▸ Source extract:
Before I was his mum

Oh, I was such a great parent before I had kids. I knew exactly how to parent.

I was supermarket tutter (I would never give my child a kinder surprise just because they asked for it), I was a smirker on planes (I would never put a child on a plane late at night – I mean you’re just asking for trouble), I was a eye roller over my latte (my child would be well behaved in cafes!)

And I was so breathtakingly wrong. I don’t even know where to begin. Here are some of my dumbest pre-kid ideas:

No screen time for my babies!

Don’t you know? Screen time is The Worst. You may as well let your child play with broken glass covered in wasps. It’d be safer. Kids turn into zombies in front of the TV. Get them outside! Get them in NATURE.

Fuck nature. It’s always fucking raining. The fact that TV turns kids into zombies for five seconds is the whole point. That’s what you want so you can make them a nourishing meal for them to throw on the floor.

Which brings me to my next DUMB IDEA.

They’ll eat what they’re given and they’ll stay at the table until they’re finished!

I will not be pandering to my toddler. If he won’t eat what has been made for him he’ll go to bed hungry. He needs to learn that we are not his servants. I was forced to eat my veges and he will too.

We are his servants. He can eat whatever he wants as long as it’s something. Because not eating means waking us up at 2am then 3am then 4am then 5.30am because he wants 600g of luncheon. Just luncheon. Nothing else. He wants the worst not-even-meat there is. He loves that crushed up every-part-of-the-animal crap. It’s better than cheese. Which he will also eat if it’s just cheese on its own.

Pre-kids I knew how to deal with picky eaters – you force them to eat. Whatever is in front of them. Then they won’t be picky.

▸ Set task a: In the post about parenting before having kids, how much luncheon does the child want when waking in the night?

▸ Given data:
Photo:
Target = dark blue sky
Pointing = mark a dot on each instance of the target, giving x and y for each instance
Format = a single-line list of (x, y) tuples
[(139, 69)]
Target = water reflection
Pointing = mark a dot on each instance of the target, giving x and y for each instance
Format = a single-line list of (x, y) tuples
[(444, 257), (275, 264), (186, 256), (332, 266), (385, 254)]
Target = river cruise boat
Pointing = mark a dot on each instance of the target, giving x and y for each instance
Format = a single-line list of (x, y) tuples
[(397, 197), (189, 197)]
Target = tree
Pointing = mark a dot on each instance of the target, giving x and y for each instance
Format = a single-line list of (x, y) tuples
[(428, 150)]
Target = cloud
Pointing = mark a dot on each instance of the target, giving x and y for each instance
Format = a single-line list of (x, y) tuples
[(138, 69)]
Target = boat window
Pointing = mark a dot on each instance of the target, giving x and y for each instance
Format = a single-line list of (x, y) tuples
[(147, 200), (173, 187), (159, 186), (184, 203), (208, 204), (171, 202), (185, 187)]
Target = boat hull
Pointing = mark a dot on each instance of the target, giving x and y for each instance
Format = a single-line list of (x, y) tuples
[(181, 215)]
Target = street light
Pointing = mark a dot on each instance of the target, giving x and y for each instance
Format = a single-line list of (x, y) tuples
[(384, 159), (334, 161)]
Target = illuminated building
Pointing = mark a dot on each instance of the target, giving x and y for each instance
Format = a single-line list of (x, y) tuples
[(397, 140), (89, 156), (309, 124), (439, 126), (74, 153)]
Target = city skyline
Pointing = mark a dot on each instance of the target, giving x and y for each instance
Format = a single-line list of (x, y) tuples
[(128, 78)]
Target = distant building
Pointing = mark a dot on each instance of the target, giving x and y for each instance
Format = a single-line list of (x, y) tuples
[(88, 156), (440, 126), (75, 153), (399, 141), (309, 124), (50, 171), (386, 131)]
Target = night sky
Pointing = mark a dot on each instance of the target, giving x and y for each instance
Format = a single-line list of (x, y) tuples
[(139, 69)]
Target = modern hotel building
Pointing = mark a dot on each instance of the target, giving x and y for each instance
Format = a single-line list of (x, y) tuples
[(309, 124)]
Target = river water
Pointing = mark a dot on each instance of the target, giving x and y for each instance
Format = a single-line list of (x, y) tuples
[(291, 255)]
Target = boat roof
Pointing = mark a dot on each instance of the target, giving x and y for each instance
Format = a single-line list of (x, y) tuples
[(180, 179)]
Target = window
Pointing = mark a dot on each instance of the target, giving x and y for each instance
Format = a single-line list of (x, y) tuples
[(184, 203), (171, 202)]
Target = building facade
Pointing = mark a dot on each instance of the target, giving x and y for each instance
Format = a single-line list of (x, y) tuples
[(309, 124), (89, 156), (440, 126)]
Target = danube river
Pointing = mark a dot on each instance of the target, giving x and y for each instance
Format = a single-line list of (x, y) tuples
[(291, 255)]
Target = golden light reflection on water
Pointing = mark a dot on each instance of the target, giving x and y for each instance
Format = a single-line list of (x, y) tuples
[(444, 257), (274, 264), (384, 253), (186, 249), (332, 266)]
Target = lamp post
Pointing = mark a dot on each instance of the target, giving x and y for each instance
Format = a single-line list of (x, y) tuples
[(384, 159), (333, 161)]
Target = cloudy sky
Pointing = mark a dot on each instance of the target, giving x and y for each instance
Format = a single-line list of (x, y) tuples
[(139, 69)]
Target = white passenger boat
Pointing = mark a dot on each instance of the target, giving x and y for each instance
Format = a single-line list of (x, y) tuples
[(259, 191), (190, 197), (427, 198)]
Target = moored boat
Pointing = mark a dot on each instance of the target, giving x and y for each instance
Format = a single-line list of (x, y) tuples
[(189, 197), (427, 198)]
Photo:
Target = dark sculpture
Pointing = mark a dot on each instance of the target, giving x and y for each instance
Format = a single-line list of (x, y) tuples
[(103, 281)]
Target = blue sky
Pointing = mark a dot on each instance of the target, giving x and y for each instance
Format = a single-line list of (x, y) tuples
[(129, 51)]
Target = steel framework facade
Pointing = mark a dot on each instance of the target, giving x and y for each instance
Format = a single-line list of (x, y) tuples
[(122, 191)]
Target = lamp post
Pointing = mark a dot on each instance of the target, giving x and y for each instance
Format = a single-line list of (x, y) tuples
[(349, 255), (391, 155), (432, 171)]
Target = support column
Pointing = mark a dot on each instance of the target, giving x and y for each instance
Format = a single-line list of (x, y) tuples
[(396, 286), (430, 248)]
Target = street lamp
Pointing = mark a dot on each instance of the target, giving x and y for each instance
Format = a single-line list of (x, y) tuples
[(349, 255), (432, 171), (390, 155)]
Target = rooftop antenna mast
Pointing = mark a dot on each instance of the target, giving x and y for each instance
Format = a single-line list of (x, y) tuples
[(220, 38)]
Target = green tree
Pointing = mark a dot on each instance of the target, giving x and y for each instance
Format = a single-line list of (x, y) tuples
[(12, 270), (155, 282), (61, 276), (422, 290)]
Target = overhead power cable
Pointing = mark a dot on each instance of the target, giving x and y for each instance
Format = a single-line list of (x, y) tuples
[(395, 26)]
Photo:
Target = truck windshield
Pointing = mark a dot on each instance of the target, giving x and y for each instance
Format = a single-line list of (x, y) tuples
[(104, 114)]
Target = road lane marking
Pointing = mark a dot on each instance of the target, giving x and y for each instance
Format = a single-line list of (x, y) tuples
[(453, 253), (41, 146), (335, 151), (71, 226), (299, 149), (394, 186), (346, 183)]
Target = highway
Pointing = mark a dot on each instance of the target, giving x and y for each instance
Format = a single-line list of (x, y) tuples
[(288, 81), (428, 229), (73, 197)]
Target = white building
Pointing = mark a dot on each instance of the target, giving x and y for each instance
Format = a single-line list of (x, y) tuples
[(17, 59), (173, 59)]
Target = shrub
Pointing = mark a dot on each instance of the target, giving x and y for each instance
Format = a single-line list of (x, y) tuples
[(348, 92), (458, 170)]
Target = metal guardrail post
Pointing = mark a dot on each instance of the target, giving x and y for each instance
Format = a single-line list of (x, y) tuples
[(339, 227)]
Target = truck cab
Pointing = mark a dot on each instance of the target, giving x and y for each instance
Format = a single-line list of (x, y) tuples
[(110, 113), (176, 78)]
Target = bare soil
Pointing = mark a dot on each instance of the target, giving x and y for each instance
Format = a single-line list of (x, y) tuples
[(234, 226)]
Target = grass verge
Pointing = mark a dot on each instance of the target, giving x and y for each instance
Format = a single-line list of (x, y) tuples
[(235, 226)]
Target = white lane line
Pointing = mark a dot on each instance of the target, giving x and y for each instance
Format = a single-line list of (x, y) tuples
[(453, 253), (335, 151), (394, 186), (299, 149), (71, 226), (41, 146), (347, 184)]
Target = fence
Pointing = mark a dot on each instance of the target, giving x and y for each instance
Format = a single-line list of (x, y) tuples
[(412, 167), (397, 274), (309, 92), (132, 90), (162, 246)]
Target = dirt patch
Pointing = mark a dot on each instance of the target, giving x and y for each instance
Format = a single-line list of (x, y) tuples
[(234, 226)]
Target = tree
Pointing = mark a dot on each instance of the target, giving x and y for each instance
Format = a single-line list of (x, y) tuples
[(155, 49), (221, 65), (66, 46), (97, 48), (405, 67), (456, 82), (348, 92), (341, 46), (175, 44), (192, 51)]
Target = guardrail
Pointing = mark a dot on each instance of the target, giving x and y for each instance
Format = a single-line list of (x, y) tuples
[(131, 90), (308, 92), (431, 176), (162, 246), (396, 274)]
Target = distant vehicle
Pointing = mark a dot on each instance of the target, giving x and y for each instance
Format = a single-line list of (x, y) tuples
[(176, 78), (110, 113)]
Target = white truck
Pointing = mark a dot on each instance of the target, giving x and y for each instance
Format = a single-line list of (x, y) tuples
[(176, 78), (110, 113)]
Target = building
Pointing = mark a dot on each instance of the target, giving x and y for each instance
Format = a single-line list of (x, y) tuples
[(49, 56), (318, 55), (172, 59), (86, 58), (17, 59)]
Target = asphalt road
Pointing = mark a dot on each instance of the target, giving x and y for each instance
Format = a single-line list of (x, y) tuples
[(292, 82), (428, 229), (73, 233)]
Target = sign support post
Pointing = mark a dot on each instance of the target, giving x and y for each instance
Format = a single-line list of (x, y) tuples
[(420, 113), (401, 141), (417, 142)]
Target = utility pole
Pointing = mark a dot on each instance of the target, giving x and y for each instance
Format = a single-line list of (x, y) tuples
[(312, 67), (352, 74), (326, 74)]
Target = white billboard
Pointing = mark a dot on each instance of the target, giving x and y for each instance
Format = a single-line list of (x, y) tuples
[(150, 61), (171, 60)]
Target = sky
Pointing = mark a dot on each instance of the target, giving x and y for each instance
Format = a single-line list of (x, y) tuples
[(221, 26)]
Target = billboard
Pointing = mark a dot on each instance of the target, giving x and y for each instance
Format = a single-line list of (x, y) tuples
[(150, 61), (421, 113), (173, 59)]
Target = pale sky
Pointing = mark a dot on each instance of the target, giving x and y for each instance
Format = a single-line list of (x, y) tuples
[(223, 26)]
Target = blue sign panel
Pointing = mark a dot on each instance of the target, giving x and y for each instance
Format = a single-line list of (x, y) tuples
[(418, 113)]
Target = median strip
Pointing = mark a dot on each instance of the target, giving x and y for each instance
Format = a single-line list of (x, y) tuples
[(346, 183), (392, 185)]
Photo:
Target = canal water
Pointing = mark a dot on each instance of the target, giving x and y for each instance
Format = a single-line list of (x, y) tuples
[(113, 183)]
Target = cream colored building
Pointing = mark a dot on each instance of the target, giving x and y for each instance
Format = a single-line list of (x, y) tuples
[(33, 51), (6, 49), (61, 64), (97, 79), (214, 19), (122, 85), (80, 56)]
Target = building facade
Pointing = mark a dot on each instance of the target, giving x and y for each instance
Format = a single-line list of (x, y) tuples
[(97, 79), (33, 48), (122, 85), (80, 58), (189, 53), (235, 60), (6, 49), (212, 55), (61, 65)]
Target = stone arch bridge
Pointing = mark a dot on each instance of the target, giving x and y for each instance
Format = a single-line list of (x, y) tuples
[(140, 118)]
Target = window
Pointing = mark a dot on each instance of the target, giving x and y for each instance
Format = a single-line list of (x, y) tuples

▸ Set task b: Extract the rows from the line containing "Target = street light" to the line containing "[(128, 78)]", including both, and reproduce them unchanged.

▸ Worked answer a: 600g of luncheon.

▸ Worked answer b:
Target = street light
Pointing = mark a dot on each instance of the target, giving x and y for each instance
Format = a single-line list of (x, y) tuples
[(384, 159), (334, 161)]
Target = illuminated building
Pointing = mark a dot on each instance of the target, giving x and y for each instance
Format = a single-line list of (x, y) tuples
[(397, 140), (89, 156), (309, 124), (439, 126), (74, 153)]
Target = city skyline
Pointing = mark a dot on each instance of the target, giving x and y for each instance
Format = a single-line list of (x, y) tuples
[(128, 78)]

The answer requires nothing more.